▶ [Source data]

>>

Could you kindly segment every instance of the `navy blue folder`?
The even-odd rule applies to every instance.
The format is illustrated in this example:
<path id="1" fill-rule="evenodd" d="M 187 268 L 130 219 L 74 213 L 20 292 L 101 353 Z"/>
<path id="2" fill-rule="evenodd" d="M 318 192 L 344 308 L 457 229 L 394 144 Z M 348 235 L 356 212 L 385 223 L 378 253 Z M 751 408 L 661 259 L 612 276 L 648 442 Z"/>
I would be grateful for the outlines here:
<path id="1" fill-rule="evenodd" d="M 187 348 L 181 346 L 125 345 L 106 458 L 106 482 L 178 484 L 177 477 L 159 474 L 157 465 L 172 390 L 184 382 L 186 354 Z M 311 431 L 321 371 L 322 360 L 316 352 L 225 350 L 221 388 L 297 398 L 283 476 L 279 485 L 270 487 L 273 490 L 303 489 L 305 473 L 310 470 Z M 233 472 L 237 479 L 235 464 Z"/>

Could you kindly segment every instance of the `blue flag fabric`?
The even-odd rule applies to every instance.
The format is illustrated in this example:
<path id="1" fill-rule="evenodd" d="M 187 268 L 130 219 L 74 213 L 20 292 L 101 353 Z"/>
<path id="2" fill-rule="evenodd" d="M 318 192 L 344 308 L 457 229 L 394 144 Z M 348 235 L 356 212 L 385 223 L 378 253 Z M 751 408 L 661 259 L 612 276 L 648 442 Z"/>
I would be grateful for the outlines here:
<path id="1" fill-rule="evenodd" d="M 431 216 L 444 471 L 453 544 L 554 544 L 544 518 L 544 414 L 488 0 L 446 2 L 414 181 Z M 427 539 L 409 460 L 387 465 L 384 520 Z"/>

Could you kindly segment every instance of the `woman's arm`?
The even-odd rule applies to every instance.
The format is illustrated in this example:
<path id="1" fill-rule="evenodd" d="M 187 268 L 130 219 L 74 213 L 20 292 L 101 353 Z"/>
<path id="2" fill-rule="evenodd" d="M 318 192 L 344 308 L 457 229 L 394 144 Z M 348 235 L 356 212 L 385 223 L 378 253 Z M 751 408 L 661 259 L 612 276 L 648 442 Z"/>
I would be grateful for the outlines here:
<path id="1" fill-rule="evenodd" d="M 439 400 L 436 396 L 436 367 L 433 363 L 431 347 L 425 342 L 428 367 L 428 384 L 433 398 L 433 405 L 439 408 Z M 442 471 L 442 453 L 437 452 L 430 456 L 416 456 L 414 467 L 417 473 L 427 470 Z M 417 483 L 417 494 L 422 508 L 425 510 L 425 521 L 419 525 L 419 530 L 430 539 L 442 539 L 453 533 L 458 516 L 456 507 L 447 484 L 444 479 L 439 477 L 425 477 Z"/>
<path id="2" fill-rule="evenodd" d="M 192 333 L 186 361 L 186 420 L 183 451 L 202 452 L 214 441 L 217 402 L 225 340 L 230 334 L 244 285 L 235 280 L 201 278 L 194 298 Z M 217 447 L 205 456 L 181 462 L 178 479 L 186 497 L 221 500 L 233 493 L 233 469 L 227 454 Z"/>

<<

▶ [Instructions for the task]
Across the entries above, how many lines include the word "kindly"? Give only the number.

▶ [Response to the exercise]
3